- [O que fazer]:
A – Reescreva o trecho da crônica sobre o sarau que começa com as palavras "Notas Sobre o" e termina com "misantropo como eu.", colocando "Zona Oeste" no lugar de "Baixada Fluminense".
B – Segundo a crônica sobre o sarau, a que horas o evento estava marcado para começar?
C – Dê continuidade à crônica sobre o sarau a partir da última frase apresentada.

- [Página]:
····················
Notas Sobre o Sarau Solidário e as Coisas Legais Que Me Aconteceram Lá - Uma aventura cultural em oito breves capítulos








Capítulo I- O Misantropo No Rolê

Desde que voltei a morar na Baixada Fluminense, decidi que o mais inteligente era conhecer a cultura local, familiarizar-me com os artistas e os eventos para escrever a respeito, documentando e celebrando as conquistas culturais da comunidade. Mas não seria tarefa fácil, porque incluiria sair de casa, ir a lugares, conhecer pessoas, sorrir e socializar - pecados fatais para um misantropo como eu.

Capítulo II - Preparado Para o Pior e O Segredo dos Caminhoneiros

Felizmente, já inventaram as drogas, acessórios divinos que nos permitem o maravilhoso estado da desinibição. Munido da quantidade certa de álcool, torno-me capaz de encarar qualquer evento e qualquer conversa; mesmo ao som de música ruim e com pessoas pouco simpáticas. Assim, quando decidi me aventurar no Sarau Solidário do Projeto Professor Castelano, que eu ainda não conhecia, e do qual eu duvidava, fui preparado para o pior.

Aviso ao leitor que esta é, aliás, a chave de ouro da vida: prepare-se para o pior e então, subtamente, verás o mundo desabrochar em vários pequenos ou grandes eventos agradáveis. O Destino (ou Deus, se você acredita nele) é irônico e gosta de nos surpreender. Por isso a felicidade é como uma borboleta: se você a persegue incansavelmente ela sempre foge, mas se você volta sua atenção para as outras coisas, ela vem suavemente e pousa de mansinho em seu ombro.

Li essa frase num parachoque de caminhão e nunca mais a esqueci. Cito-a porque creio que é um dos grandes segredos do universo. Que Filosofia que nada, que baboseira quântica que nada; a verdadeira sabedoria está nas frases de parachoque de caminhão! Ah, como me arrependo de não ter assistido Carga Pesada! Eu teria sido um homem mais sábio e mais feliz! Mas, continuemos...

Pois bem, o que eu fiz foi voltar-me para os aspectos negativos da vida na Baixada, e então, quando coisas boas acontecem, desfruto-as como se fossem a materialização de um microparaíso na terra. Aconteceu que o Sarau - que foi mais que um Sarau -, do qual eu pouco esperava, foi evento que muito me surpreendeu. Tive várias descobertas positivas, tanto que infelizmente não poderei falar mal do evento. E vocês não sabem como isto - não poder falar mal - é triste para um cronista cultural!

Capítulo III -Decidi Falar Mal - Ou: O Vacilo da Produção

Na verdade, para que não digam que não falei mal, farei ao menos uma reclamação. O evento estava marcado para começar às 16:00 horas. Lá cheguei por volta de 16:20. Via-se os produtores organizando o palco e dois ou três gatos-pingados chegando com alimentos não perecíveis para a doação (que foi um dos acontecimentos do evento). Senti falta de alguém que recebesse as pessoas e de sinalizações públicas, como cartazes, explicando ao público onde colocar os produtos da doação. (Mais tarde, quase duas horas depois, puseram uma mesa onde foram depositadas as doações). Ainda no início, vários produtores saíram e o ambiente ficou quase totalmente abandonado, exceto pela presença dos já mencionados gatos-pingados e do DJ júliomoska, que, aliás, fez história esbanjando uma playlist recheada de perolas.
····················
- [Trecho dos dados]:
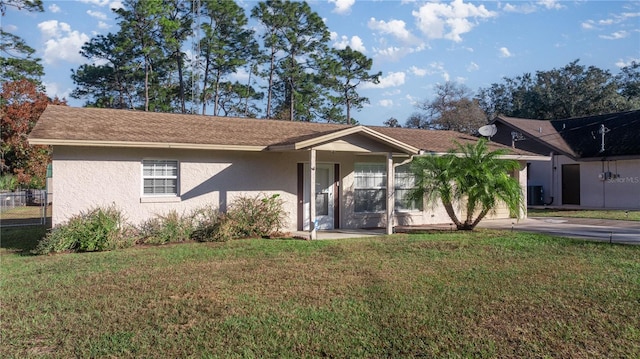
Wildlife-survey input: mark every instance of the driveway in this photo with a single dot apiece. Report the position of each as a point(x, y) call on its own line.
····················
- [Respostas]:
A –
Notas Sobre o Sarau Solidário e as Coisas Legais Que Me Aconteceram Lá - Uma aventura cultural em oito breves capítulos








Capítulo I- O Misantropo No Rolê

Desde que voltei a morar na Zona Oeste, decidi que o mais inteligente era conhecer a cultura local, familiarizar-me com os artistas e os eventos para escrever a respeito, documentando e celebrando as conquistas culturais da comunidade. Mas não seria tarefa fácil, porque incluiria sair de casa, ir a lugares, conhecer pessoas, sorrir e socializar - pecados fatais para um misantropo como eu.

B – Às 16:00 horas.

C –
Eu achava que haveria um Sarau ali, mas começei a ficar em dúvida. Se te dizem que algo vai começar às 16:00 e quando é 16:40 ainda não tem quase nada rolando e os produtores do evento sumiram, você acaba se sentindo meio idiota. Eu sei que o atraso faz parte da alma fluminense, mas também acho que o evento poderia ter sido melhor nesse aspecto. Que disponibilizassem um cronograma com os horários estimados das atrações ou que anunciassem o início às 17:00. Claro que o erro não diminui o mérito do evento, mas foi um pequeno vacilo...

Capítulo IV -Reencontros, Arte e Nostalgia

Pouco antes das 17:00 os artistas responsáveis pela pintura das geladeiras literárias chegaram. Pouco depois, já estavam com as mãos na massa, ou melhor, nos pincéis. Um deles era o meu saudoso amigo Alan Tavares (à esquerda na foto abaixo), que há mais de dez anos eu conheci pelo apelido de "Alan Jiló" (nunca soube a origem do "Jiló"). 

Por causa dos vários anos longe do Rio, havia perdido o contato com Alan. Portanto, quando eu soube que ele seria uma das atrações do Sarau, achei incrível; decidi que seria bom revê-lo e conferir sua evolução artística. Antes que ele começasse a pintar, cheguei chegando e aludindo aos velhos tempos. Alan lembrou-se de mim e recebeu-me com companheirismo e simpatia. Logo descobri que o meu amigo havia se tornado um artista talentoso, respeitado e integrado à comunidade. Ao contrário deste aqui, que fracassou em tudo na vida e que tem preguiça de dizer bom dia ao vizinho.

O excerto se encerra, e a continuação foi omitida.